● **EXERCISE**:
Answer these questions using the article on Eric Leutheuser.
1. Which House district is Leutheuser seeking a second term to represent?
2. What share of the vote did he win in 2014?
3. What did he call his greatest accomplishment during his first two years in the House?

● **DOCUMENT EXTRACT**:
When Republican Rep. Eric Leutheuser talks political philosophy, he uses a trinity of institutions as his guiding principles in Michigan’s House of Representatives.
“Family, church, and local community support American civil life when they are successful,” Leutheuser said. “When those institutions are under attack, our society wobbles. Local communities are weakened all the time when federal and state institutions take more and more control.”
On Nov. 8, Leutheuser will seek a second term as the state representative for District 58, which includes Hillsdale and Branch County. He faces Democrat Mary Hamaty.
A native Michigander, Leutheuser grew up in Hillsdale before graduating from Hillsdale College in 1982 with a bachelor’s degree in political science. He married a fellow graduate, the daughter of now retired Hillsdale Professor of History John Willson, and raised three daughters, who all attended Hillsdale Academy and Hillsdale College.
His ties to the area he represents aren’t simply personal, though — Leutheuser recently sold the family-owned car dealership, Leutheuser Motors, Inc., he worked at for 30 years.
“Having a job day in and day out where I got together with people, listened, and tried to be helpful was great training for my job as a representative,” Leutheuser said.
After following his father into business, Leutheuser also took cues from his family when he made the decision to dive into the world of local politics. His grandfather, a first-generation German immigrant, served as postmaster in Somerset, Michigan, and his father, Paul Leutheuser, served as a two-time mayor of Hillsdale in 1966 and 1967.
Recalling a slogan he’d heard from a mentor of his college days, Leutheuser said he decided to run for office because his time to learn and his time to earn had passed, and he knew it was time to serve.
In 2014, Leutheuser won a spot in the House with 71.5 percent of votes against Democrat Amaryllis Thomas.
“I probably won because my dad was a good dealer and treated people well,” Leutheuser said. “People looked at the list and said ‘yeah I trust him, he’s a good businessman.’”
During his 2014 campaign, Leutheuser expanded upon his well-established name, knocking on doors all over Hillsdale and Branch County.
“When you’re running at this level, the race is intimate,” Leutheuser said. “There’s no focus group. It’s just belly-to-belly, face-to-face on someone’s doorstep.”
Leutheuser said his greatest accomplishment during his first two years in the House was his sponsorship on a bill supporting faith-based adoption.
“It goes back to the big three,” he said. “Family, church, and local community.”
This bill protects private faith-based adoption agencies from policies forcing them to give children to unmarried or homosexual couples who violate their religious beliefs.

● **STORED DATA**:
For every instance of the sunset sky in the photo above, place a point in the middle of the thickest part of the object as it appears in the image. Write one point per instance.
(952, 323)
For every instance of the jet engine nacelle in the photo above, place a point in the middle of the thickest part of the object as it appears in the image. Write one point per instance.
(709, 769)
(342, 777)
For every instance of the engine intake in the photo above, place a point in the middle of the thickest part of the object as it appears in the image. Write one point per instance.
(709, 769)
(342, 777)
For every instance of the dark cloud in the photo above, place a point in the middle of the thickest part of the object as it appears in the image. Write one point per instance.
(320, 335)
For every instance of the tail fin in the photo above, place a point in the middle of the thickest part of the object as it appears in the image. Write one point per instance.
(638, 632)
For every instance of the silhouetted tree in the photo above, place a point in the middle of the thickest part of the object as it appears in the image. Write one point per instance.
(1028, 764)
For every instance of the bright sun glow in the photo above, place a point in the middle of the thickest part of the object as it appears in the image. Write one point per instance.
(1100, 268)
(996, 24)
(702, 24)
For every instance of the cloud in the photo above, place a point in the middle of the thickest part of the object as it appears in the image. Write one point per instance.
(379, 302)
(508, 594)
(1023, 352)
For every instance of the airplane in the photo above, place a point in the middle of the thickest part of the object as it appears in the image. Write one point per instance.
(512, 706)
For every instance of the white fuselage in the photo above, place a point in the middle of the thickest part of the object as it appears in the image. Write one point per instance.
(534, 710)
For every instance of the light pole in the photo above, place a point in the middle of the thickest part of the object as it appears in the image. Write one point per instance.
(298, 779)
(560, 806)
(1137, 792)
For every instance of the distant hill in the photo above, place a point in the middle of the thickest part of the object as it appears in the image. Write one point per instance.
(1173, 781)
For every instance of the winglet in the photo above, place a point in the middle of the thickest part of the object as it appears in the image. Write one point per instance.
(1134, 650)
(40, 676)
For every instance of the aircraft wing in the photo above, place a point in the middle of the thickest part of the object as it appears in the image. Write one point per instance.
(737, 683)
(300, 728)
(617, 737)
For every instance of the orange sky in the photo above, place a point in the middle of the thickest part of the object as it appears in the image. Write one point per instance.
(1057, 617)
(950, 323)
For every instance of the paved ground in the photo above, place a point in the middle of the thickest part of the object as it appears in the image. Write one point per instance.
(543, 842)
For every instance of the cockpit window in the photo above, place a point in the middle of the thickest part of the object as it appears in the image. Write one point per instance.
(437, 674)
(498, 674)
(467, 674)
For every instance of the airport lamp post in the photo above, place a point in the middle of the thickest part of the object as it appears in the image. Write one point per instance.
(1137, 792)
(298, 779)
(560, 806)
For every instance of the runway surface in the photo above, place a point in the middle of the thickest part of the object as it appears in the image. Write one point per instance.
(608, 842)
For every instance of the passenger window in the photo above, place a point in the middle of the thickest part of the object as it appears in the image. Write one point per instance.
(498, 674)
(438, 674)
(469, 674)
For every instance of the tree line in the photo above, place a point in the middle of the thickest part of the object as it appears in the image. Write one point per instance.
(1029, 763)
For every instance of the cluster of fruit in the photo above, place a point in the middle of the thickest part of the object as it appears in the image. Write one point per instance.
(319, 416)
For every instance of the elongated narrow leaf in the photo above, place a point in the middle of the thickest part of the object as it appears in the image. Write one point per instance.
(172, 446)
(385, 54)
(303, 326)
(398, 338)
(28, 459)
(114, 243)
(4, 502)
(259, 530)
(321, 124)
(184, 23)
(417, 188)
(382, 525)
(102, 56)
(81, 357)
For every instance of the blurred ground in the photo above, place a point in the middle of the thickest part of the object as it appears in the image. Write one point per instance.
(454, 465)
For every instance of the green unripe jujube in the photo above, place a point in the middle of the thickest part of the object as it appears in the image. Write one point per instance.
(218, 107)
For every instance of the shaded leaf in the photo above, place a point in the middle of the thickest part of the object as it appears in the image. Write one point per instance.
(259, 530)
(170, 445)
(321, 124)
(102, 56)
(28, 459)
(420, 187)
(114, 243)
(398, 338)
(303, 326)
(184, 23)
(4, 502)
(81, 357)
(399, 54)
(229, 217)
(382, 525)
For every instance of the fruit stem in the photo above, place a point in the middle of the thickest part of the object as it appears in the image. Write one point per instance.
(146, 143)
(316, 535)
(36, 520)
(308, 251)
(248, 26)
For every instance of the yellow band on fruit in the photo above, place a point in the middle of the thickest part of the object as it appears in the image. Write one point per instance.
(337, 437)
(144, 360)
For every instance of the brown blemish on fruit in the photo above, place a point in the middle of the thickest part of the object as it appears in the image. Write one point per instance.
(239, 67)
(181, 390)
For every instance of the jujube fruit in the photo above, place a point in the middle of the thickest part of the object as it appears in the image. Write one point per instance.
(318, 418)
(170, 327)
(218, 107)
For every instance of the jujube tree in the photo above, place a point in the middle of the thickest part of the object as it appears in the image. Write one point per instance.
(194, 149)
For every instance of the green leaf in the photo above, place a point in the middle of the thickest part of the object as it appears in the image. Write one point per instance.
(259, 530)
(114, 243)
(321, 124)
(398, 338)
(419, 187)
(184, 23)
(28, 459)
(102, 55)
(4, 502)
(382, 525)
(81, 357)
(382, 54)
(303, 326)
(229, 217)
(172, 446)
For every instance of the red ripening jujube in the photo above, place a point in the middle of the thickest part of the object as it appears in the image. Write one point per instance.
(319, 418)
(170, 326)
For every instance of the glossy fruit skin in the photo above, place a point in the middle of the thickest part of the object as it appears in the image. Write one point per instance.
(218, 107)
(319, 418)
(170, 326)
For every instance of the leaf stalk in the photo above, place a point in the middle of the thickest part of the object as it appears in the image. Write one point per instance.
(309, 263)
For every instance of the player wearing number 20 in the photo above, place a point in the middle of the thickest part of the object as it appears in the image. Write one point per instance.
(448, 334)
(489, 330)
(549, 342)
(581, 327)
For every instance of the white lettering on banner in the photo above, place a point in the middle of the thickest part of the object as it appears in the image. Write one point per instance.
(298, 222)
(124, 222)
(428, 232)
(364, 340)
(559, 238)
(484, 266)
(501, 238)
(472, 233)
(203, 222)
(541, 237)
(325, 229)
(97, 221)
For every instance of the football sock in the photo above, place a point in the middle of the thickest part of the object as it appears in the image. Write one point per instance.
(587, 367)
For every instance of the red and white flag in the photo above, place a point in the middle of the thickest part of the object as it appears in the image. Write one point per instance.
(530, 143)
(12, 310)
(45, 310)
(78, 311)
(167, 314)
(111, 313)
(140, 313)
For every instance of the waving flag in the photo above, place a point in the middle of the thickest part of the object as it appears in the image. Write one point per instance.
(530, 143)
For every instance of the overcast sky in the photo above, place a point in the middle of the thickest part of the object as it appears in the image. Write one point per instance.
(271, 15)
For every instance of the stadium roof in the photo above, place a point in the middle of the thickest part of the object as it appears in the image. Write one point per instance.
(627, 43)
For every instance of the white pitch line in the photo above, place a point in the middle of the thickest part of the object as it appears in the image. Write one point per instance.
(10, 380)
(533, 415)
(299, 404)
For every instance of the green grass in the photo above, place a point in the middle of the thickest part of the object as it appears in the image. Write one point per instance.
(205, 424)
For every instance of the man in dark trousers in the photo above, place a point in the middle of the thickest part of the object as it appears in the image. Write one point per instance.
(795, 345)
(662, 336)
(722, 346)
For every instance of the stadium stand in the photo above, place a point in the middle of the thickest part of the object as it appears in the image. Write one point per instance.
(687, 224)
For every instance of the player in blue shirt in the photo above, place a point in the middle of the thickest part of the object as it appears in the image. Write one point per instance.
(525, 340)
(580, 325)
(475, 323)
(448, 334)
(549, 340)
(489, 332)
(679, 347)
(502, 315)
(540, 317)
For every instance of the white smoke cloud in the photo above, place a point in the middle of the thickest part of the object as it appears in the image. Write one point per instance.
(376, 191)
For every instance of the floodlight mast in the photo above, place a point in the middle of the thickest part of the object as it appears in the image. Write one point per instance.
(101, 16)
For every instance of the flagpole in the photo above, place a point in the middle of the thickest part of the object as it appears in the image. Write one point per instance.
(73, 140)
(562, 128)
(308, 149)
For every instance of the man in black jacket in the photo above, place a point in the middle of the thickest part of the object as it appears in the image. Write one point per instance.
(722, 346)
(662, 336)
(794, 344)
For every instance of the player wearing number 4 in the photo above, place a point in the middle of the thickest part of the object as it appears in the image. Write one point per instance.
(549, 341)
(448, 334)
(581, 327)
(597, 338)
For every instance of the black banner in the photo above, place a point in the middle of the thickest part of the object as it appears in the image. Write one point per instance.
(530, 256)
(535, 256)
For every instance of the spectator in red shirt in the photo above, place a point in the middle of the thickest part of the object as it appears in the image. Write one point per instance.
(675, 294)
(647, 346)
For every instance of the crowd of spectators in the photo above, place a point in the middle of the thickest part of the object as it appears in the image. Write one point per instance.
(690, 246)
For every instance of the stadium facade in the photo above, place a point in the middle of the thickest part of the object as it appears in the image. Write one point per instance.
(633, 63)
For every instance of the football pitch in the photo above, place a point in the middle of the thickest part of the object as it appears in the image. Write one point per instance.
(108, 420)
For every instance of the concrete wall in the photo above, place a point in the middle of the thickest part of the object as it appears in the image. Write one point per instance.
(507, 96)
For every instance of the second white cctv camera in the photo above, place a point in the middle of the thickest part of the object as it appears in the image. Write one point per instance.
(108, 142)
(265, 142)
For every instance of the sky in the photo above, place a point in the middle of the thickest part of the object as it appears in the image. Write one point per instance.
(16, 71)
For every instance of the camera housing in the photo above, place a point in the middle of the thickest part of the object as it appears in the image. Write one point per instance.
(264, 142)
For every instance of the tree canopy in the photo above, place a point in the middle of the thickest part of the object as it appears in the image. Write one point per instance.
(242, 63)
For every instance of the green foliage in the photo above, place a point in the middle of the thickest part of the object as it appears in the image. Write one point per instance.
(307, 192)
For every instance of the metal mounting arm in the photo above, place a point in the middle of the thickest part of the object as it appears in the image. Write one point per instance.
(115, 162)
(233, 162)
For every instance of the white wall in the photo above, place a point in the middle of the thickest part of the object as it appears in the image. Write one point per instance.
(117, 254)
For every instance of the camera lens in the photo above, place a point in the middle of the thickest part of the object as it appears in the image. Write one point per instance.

● **FINISHED TASK**:
1. District 58, which includes Hillsdale and Branch County.
2. 71.5 percent.
3. His sponsorship of a bill supporting faith-based adoption.